Directions for this task :: Keep only the lines of the data below that contain "orange", and copy them.

Data to examine ::
────

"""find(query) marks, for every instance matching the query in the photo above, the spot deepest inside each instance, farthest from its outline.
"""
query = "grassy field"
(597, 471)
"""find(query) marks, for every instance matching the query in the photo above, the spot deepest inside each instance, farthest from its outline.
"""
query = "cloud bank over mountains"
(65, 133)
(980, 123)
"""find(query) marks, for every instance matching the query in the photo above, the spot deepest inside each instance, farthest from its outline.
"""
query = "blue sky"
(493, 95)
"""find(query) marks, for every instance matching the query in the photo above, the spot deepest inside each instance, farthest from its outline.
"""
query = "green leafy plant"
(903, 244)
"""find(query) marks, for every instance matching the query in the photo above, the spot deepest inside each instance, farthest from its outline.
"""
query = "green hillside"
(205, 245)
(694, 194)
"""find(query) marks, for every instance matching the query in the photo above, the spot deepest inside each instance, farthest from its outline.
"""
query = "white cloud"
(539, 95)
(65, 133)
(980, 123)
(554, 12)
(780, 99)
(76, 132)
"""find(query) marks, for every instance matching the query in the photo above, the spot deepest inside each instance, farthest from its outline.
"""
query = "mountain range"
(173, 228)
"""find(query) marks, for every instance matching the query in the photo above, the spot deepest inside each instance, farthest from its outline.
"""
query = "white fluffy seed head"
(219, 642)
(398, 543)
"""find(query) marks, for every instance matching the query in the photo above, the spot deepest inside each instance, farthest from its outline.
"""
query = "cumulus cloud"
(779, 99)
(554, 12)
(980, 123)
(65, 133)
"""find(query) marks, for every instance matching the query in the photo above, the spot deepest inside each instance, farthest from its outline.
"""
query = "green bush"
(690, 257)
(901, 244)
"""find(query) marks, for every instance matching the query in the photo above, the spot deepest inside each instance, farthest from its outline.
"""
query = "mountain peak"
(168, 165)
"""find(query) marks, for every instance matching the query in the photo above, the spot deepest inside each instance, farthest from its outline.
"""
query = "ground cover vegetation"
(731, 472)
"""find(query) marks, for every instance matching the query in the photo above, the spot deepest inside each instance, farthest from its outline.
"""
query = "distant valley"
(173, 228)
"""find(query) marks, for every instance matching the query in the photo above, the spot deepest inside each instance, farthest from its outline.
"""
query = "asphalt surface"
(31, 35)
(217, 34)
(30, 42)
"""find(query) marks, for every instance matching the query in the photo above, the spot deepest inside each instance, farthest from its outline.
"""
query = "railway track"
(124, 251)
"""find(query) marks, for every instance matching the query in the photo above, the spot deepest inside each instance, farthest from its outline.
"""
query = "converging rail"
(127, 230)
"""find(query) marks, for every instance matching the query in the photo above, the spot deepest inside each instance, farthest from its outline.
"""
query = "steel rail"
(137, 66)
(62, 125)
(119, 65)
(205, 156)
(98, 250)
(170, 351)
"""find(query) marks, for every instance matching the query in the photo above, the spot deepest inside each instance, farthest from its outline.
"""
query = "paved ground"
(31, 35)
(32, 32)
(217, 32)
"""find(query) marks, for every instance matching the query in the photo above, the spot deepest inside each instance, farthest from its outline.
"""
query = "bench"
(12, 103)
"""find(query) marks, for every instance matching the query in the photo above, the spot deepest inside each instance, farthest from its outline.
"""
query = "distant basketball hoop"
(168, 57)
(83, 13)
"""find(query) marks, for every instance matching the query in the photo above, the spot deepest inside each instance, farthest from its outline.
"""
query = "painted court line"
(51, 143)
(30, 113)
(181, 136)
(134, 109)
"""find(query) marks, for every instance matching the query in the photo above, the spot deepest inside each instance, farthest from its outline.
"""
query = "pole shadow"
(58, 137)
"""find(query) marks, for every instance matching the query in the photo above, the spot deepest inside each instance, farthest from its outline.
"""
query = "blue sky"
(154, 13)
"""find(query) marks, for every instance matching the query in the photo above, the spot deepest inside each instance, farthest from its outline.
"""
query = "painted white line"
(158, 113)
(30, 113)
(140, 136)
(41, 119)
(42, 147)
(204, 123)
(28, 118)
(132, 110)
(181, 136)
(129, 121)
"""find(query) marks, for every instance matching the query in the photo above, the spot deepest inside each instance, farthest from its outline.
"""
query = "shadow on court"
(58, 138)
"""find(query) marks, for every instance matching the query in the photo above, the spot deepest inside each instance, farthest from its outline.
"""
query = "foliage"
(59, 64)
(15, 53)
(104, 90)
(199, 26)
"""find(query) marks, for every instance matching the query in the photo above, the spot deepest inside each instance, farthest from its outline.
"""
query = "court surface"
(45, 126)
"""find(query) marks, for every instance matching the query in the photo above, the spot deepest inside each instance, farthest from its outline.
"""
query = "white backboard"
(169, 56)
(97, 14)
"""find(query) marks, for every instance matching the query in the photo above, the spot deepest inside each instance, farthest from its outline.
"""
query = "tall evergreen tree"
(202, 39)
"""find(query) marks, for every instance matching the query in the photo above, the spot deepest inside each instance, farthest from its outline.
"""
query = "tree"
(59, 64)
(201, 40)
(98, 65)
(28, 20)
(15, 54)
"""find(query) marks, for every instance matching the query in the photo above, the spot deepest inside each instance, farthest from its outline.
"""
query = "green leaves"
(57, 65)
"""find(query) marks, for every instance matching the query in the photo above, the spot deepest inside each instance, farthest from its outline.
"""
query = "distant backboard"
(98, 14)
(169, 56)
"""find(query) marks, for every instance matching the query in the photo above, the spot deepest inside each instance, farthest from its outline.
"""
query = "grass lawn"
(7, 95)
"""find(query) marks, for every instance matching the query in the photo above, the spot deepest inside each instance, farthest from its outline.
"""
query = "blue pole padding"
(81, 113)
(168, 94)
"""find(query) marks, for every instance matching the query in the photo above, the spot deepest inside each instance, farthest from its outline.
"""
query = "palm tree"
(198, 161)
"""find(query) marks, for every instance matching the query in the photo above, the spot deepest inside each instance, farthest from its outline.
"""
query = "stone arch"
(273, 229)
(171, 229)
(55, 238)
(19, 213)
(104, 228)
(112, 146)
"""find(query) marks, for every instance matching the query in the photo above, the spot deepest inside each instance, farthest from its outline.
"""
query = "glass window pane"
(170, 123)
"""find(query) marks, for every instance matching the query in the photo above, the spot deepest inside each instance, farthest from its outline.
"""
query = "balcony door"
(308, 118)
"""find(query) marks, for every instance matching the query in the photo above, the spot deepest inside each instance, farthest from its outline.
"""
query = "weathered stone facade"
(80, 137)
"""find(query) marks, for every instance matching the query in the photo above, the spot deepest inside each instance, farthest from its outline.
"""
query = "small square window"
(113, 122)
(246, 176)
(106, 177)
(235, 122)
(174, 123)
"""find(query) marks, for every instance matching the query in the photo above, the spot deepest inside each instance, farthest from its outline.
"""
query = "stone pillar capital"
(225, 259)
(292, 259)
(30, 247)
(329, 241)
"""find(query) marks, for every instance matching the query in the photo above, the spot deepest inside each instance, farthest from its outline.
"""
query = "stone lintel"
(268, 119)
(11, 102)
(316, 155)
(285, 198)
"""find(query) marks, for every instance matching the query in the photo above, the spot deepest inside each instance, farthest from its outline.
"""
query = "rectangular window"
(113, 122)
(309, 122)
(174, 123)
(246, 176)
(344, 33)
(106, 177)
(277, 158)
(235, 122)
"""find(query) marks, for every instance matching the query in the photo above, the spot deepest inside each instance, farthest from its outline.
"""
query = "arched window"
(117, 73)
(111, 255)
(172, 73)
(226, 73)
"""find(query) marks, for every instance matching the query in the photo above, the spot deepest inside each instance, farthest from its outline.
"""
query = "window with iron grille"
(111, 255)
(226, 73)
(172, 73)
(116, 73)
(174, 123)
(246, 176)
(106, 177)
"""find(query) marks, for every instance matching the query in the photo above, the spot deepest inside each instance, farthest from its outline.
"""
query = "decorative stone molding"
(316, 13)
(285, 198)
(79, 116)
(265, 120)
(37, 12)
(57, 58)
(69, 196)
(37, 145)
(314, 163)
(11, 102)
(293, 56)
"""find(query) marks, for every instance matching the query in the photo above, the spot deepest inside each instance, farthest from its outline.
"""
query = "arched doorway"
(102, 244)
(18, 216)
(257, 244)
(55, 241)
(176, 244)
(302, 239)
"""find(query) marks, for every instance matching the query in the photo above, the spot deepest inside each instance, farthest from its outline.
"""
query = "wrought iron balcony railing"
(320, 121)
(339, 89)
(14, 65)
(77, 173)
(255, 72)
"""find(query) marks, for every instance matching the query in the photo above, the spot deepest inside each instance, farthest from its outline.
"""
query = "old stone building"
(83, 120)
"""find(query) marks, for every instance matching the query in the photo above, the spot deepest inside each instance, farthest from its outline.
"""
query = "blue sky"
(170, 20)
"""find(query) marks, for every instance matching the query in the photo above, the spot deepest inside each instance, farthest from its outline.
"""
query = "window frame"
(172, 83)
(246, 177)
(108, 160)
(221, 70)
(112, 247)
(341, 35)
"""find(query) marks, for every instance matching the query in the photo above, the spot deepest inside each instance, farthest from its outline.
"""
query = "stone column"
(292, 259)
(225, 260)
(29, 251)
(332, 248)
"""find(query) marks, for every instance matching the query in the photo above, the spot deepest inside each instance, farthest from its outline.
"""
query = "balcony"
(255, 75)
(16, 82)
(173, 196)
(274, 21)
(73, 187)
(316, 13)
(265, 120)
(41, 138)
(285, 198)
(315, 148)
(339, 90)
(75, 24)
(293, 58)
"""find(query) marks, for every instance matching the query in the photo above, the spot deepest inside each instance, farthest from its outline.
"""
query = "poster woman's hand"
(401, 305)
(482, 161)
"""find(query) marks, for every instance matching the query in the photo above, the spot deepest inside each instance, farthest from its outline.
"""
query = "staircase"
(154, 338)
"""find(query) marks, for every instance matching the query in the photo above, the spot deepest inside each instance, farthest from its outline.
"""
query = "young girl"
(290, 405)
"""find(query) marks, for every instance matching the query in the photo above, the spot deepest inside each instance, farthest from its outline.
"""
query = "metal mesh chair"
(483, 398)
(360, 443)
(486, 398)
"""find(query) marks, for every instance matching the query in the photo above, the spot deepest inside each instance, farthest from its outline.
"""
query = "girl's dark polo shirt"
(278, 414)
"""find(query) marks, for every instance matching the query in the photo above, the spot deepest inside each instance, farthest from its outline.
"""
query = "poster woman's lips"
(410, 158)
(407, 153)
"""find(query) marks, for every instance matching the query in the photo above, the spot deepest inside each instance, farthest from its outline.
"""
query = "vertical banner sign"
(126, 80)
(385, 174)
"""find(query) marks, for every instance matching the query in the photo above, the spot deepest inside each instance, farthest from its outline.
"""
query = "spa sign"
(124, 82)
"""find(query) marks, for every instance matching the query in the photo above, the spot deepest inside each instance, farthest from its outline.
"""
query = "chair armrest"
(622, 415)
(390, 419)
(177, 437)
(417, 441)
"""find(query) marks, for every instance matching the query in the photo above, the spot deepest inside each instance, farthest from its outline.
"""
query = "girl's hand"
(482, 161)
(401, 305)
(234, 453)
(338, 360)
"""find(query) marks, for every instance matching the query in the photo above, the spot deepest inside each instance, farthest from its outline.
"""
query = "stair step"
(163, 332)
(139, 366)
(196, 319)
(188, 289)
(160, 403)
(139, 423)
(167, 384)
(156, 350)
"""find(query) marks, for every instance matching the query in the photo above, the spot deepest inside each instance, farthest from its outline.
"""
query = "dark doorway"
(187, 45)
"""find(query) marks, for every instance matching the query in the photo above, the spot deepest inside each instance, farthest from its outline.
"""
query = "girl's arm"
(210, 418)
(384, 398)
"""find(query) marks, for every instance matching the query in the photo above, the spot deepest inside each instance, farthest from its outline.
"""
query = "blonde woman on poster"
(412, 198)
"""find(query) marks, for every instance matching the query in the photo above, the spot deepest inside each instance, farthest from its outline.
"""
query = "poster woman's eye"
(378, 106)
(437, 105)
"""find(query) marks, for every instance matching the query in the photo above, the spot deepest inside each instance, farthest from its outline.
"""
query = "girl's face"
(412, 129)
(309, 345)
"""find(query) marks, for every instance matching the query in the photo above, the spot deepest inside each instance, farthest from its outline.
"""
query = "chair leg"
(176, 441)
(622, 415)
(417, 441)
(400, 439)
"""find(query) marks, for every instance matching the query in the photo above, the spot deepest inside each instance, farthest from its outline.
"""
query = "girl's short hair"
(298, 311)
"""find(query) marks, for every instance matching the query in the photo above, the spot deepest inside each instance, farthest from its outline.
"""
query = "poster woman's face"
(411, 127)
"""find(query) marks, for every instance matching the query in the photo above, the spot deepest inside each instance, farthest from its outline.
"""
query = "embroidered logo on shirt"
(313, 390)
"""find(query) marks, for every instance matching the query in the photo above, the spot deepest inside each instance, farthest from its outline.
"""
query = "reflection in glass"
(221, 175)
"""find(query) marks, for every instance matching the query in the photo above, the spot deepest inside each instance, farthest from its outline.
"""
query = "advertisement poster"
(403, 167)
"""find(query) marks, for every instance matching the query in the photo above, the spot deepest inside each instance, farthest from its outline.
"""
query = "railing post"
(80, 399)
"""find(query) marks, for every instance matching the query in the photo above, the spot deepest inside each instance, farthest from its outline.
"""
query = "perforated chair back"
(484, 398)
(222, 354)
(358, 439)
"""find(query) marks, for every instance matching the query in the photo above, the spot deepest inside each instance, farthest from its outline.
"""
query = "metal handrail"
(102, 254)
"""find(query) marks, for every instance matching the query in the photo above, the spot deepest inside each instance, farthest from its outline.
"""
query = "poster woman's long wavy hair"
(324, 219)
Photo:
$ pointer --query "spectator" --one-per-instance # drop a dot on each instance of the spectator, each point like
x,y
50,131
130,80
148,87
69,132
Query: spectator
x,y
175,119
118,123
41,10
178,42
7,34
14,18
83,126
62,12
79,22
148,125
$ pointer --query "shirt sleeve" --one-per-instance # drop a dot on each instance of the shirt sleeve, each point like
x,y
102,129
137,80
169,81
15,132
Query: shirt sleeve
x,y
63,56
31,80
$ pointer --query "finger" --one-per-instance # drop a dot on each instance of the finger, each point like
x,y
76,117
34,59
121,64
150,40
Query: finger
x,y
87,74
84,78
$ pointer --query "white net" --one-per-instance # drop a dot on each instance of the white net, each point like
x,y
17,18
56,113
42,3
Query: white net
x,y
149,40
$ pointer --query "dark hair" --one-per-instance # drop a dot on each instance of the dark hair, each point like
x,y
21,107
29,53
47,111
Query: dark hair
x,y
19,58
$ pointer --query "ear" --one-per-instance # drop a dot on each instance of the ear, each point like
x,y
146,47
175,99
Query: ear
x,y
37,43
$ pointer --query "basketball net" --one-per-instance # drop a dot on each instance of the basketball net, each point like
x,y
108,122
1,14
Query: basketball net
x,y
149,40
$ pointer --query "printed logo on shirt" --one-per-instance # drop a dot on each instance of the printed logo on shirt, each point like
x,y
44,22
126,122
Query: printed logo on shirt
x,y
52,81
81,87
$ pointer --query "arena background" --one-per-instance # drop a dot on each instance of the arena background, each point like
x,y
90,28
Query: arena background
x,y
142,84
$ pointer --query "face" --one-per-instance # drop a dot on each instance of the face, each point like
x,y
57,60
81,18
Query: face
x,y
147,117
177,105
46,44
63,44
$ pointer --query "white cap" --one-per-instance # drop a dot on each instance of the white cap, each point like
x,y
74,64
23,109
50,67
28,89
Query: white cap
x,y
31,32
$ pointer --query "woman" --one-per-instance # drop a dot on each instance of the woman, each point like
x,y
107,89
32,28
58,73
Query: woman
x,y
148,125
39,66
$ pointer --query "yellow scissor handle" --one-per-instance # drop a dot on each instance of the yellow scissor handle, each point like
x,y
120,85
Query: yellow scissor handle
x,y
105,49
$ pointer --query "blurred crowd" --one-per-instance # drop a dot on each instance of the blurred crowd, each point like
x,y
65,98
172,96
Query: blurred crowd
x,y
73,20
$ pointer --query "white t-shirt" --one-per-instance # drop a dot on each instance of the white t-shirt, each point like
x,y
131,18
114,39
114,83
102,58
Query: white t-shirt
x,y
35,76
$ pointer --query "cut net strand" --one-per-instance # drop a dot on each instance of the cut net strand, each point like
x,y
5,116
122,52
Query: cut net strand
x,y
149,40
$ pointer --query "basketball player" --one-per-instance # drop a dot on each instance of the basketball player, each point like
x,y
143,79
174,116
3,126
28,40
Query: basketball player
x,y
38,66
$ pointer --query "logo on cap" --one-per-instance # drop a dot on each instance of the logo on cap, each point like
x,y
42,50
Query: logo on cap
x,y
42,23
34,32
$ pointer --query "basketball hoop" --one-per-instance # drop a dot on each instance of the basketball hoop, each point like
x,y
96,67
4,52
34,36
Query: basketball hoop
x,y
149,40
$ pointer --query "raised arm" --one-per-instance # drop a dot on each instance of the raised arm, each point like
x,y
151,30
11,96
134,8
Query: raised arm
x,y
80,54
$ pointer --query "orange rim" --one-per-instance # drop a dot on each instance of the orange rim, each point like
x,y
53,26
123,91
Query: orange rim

────

Task response ::
$ pointer --query "orange rim" --one-per-instance # drop a dot on each instance of the orange rim, each point like
Query: orange rim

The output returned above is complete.